**Requirements**. Work out how many of the lines below contain the word "stone", where upper and lower case count. Reply with only that number.

[Outline entries for labeled areas]
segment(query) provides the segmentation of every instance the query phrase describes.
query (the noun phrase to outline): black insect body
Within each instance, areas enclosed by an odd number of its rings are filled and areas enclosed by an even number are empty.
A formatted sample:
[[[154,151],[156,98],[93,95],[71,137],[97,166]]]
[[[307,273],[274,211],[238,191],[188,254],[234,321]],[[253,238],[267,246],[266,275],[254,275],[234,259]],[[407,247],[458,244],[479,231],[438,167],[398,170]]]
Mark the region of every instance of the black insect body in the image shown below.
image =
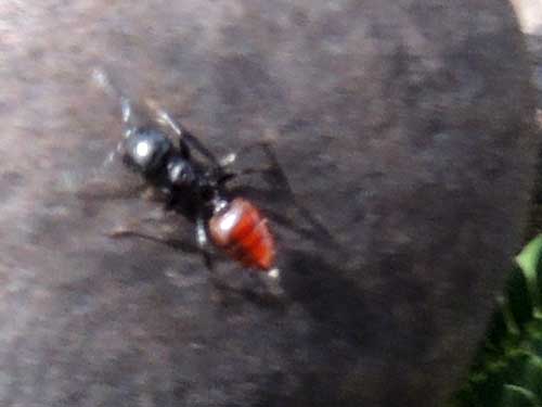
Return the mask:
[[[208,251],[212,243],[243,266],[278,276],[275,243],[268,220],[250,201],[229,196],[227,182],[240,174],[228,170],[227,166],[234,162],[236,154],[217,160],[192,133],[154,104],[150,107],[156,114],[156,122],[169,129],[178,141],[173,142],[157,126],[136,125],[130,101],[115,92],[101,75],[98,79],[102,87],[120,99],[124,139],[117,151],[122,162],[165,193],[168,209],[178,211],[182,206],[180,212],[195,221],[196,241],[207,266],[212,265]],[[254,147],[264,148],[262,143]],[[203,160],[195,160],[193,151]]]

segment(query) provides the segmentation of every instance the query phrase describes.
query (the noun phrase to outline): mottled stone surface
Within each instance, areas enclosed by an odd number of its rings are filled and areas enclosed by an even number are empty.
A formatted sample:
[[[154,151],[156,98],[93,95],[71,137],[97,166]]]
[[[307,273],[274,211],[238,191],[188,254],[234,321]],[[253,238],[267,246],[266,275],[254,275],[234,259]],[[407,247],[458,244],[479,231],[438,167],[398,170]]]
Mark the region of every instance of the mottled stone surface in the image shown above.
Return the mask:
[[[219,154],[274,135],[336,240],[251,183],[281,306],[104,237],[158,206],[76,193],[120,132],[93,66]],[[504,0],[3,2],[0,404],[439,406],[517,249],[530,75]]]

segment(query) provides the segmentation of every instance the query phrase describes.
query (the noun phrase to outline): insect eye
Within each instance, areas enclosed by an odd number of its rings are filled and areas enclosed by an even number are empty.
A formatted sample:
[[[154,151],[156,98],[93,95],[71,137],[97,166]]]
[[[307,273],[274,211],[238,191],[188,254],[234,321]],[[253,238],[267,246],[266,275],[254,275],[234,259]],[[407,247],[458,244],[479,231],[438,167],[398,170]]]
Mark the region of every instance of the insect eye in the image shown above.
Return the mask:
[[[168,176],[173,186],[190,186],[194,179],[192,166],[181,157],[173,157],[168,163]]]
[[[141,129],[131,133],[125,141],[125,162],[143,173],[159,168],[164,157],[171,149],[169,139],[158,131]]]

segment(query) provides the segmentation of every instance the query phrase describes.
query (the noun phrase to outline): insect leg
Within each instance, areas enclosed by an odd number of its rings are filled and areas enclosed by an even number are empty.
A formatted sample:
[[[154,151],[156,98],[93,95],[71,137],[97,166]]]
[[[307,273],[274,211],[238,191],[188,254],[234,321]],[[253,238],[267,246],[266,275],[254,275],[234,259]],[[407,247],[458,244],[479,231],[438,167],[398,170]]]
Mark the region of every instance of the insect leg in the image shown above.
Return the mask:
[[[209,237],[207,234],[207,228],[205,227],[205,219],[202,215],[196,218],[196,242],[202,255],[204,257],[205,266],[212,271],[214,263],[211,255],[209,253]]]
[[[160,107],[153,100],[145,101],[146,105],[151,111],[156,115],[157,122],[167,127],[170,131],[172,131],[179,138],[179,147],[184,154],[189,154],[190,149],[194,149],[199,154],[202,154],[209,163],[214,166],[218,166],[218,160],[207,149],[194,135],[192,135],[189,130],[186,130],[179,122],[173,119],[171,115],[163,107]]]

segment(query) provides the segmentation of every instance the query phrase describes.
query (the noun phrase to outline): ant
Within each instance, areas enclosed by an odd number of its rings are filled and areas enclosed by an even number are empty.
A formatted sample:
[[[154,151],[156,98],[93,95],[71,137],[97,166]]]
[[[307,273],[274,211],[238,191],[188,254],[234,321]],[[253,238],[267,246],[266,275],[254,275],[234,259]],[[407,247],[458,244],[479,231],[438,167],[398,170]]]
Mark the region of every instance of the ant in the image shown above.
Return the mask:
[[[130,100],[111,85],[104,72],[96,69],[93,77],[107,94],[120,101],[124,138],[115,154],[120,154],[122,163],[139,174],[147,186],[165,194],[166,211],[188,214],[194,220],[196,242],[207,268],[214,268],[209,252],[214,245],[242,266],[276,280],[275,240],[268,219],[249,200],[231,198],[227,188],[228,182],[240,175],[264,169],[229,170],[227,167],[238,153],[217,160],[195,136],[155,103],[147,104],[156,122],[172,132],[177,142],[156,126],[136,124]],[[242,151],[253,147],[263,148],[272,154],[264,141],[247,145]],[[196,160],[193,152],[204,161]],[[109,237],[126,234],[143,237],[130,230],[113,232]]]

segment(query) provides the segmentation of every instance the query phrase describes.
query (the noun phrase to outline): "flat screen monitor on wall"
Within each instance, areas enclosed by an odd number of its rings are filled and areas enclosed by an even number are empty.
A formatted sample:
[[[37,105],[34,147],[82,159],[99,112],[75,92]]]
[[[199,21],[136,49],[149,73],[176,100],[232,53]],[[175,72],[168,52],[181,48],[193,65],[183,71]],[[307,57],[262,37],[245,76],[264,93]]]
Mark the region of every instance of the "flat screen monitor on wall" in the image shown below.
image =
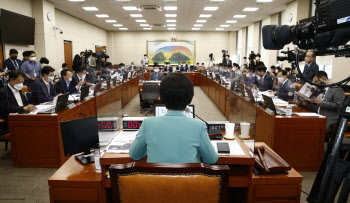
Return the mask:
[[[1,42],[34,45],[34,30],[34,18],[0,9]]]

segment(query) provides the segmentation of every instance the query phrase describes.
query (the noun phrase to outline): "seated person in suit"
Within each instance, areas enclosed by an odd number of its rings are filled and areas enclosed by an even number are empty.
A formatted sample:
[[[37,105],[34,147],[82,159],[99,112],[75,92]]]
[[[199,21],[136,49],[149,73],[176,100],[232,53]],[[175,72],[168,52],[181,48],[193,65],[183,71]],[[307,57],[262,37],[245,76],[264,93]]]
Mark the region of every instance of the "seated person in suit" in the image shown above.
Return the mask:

**Task answer**. 2